## Instruction
Can you extend the forum thread about the Golf that sputters and bogs down when accelerating, carrying it on from its final line?

# Sputtering/backfire bogging down when accelerating



## Golfwa78 (Jul 4, 2008)

my mkIII golf 2.0 is running kinda rough. it's been backfiring / sputtering and bogging down when i try to accelerate quickly. seems to be ok when my RPM's are up over 3500. i almost have to feather the gas peddle steady so it wont act up. any thoughts? it sat in the garage all winter with a full tank of gas. moisture? ethanol? plugs/wires/coil seem fine.


----------



## KevinGolf (Nov 17, 2006)

*Re: Sputtering/backfire bogging down when accelerating (Golfwa78)*

bad gas? Probably should try some octane boost, and fuel injector cleaner.
Are you getting any error codes? or is the check engine light blinking? Because that would be a sign of multiple cylinder misfires. It could be your coil pack to, but your would have a error code for that most likely. Usually gas goes bad when it sits around, so maybe get some fresh stuff in there, with some cleaner and stuff, and it probably wouldn't hurt to change the fuel filter if you haven't done that in a while.


----------



## NBX (Apr 10, 2009)

## Stored rows
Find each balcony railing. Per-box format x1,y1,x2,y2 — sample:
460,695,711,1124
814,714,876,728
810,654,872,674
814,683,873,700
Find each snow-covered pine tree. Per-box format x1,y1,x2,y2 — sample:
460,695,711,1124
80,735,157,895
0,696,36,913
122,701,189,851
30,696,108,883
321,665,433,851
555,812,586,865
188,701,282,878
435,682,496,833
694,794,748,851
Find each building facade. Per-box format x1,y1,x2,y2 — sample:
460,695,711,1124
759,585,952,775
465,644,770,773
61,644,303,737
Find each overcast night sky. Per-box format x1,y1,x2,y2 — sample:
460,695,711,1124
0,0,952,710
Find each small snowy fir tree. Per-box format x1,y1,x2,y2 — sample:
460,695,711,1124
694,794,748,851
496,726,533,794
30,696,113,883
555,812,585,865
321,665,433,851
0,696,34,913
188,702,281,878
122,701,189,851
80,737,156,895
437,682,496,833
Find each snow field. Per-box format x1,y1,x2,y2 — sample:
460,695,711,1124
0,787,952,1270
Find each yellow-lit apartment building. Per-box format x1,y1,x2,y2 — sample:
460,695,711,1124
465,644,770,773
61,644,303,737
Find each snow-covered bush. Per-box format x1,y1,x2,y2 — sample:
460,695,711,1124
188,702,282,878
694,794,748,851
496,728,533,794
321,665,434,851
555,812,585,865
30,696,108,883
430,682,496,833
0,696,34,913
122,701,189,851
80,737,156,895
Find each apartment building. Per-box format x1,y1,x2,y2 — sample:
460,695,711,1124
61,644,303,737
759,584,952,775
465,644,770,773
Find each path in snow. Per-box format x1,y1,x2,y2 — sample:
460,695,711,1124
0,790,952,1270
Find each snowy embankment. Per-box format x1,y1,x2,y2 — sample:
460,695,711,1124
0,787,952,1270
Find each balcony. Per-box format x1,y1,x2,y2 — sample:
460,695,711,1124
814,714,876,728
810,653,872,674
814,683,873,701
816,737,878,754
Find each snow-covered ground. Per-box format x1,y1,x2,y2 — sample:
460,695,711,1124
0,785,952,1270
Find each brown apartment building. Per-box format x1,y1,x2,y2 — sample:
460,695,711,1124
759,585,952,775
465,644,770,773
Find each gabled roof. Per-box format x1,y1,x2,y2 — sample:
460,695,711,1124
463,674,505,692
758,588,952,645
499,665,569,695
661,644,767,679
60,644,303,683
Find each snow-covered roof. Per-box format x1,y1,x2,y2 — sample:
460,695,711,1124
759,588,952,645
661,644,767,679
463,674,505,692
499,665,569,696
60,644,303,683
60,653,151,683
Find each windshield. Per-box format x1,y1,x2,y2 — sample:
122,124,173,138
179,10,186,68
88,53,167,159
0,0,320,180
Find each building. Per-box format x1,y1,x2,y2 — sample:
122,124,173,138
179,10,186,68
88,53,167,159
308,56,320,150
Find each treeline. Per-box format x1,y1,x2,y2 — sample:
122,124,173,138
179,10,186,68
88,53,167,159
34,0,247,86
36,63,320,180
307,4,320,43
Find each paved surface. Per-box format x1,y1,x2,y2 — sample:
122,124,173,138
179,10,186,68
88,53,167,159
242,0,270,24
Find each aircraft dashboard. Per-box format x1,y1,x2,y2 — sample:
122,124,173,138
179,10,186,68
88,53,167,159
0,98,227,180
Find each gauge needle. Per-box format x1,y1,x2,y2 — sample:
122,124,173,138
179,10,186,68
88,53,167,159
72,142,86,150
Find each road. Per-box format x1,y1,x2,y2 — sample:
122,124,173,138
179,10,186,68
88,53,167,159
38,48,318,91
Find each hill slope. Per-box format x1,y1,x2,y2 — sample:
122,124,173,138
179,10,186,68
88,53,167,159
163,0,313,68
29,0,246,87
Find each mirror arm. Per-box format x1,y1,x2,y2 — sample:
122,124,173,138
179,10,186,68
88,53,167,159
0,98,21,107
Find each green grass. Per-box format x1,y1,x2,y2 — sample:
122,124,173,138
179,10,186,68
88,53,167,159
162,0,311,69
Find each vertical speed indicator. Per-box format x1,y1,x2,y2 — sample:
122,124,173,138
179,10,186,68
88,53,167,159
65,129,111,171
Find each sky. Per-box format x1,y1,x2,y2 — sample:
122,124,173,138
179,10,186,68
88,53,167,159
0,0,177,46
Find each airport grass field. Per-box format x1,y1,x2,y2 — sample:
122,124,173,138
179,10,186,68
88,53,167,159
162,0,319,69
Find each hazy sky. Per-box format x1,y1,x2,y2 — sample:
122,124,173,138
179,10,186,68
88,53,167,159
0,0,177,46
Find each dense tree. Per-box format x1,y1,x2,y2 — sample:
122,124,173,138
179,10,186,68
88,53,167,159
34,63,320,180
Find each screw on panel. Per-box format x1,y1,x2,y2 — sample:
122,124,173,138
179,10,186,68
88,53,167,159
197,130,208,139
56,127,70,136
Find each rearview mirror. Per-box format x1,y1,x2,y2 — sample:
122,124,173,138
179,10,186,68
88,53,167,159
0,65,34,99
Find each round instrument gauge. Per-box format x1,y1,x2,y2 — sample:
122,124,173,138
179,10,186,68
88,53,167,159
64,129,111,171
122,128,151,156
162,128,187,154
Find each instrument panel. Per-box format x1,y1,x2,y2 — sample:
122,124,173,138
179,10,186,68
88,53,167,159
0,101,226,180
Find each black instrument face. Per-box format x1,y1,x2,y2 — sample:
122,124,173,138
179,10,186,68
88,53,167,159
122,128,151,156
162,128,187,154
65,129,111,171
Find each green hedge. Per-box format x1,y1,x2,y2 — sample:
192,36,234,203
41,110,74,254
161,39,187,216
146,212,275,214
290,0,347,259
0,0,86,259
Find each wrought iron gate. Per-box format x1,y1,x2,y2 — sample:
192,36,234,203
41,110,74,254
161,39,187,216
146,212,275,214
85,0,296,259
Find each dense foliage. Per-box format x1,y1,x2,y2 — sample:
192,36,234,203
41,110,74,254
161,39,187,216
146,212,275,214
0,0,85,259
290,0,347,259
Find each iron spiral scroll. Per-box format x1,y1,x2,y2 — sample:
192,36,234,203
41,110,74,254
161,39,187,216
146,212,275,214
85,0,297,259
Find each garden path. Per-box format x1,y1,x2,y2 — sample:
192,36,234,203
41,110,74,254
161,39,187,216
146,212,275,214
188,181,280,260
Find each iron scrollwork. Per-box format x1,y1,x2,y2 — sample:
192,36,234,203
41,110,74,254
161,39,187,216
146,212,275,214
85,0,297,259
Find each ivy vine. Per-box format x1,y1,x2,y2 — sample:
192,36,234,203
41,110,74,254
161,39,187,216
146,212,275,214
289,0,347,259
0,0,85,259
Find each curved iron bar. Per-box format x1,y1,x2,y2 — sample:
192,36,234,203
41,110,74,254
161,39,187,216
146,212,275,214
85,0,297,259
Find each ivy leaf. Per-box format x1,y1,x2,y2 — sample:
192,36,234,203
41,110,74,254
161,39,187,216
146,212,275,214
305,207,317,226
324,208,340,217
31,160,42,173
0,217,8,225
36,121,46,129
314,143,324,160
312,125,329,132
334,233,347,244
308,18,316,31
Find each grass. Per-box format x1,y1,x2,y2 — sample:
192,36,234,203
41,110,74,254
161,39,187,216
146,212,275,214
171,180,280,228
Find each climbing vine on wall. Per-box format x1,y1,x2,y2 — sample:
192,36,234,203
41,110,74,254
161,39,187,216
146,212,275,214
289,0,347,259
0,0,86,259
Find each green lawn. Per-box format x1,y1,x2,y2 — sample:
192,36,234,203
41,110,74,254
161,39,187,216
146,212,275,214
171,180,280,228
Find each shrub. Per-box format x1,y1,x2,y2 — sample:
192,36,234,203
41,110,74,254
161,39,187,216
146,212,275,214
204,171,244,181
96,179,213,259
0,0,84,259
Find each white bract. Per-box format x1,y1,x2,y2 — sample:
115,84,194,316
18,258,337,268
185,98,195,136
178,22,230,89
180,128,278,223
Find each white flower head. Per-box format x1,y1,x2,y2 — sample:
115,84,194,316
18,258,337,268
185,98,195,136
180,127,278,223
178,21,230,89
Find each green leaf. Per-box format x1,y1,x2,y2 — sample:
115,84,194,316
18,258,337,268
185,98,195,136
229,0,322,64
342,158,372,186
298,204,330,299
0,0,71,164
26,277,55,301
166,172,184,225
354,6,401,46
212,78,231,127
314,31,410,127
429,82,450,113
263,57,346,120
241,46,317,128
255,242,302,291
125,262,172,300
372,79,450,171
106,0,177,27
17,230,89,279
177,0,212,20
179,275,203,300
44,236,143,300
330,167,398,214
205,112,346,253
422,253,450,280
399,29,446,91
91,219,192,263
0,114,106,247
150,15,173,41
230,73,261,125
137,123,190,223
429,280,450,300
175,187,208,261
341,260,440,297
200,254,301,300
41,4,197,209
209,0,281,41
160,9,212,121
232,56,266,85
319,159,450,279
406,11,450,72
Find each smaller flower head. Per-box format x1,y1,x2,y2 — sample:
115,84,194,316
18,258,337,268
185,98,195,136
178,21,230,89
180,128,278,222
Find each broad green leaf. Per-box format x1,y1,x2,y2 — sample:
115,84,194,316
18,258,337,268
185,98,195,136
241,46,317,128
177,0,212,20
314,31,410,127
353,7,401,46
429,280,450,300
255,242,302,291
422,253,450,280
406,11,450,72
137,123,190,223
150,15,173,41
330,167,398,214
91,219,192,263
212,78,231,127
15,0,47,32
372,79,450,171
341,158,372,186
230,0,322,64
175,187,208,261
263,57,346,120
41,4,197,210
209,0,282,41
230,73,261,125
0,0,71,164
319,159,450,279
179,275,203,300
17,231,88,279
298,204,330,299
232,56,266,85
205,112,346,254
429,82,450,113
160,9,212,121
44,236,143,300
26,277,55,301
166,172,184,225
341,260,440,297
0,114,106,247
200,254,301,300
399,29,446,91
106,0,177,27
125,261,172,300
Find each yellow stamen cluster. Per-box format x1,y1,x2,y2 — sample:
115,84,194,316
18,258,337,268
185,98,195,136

## Answer
my jetta was going the same thing and it ended up being a timing issue. so if the fuel isn't the problem, you might try that.


----------



## speedracr725 (May 18, 2005)

*Re: (NBX)*

fuel filter or pump im trying to fix the exact same problem


----------



## jorge r (Apr 27, 2006)

*Re: Sputtering/backfire bogging down when accelerating (Golfwa78)*

What kind of spark plugs? Certain plugs will do that, will not work.


----------



## pbaca_2 (Jan 24, 2009)

*Re: Sputtering/backfire bogging down when accelerating (Golfwa78)*

I'm experiencing the same problem, I've already changed the coil pack, the plugs, wires. However when i pour in octane booster, my car runs like new again. I already bought a new fuel filter, hoping that is the problem.


----------



## Golfwa78 (Jul 4, 2008)

*Re: Sputtering/backfire bogging down when accelerating (KevinGolf)*

yeah got an error code for cam sensor. changed and still came in. changing :fuel filter, spark plugs, wires, and going to check the timing as well. i'll let everyone know what i come up with. my guess is it's not the fuel as i've already run a tank through it. but then again still gotta change fuel filter.


----------



## EurostarTECH (Jan 2, 2008)

i believe the cam sensor is built in to the distributor. did you make sure you installed the distributor correctly? check the timing on the distributor.


----------



## Rum Jet (Apr 16, 2009)

*Re: Sputtering/backfire bogging down when accelerating (Golfwa78)*

Mine is doing the same thing right now. If you figure it out post it as will I.


----------



## EurostarTECH (Jan 2, 2008)

what happened to this post? what was your fix?


----------



## lagolfadel97 (Jan 16, 2007)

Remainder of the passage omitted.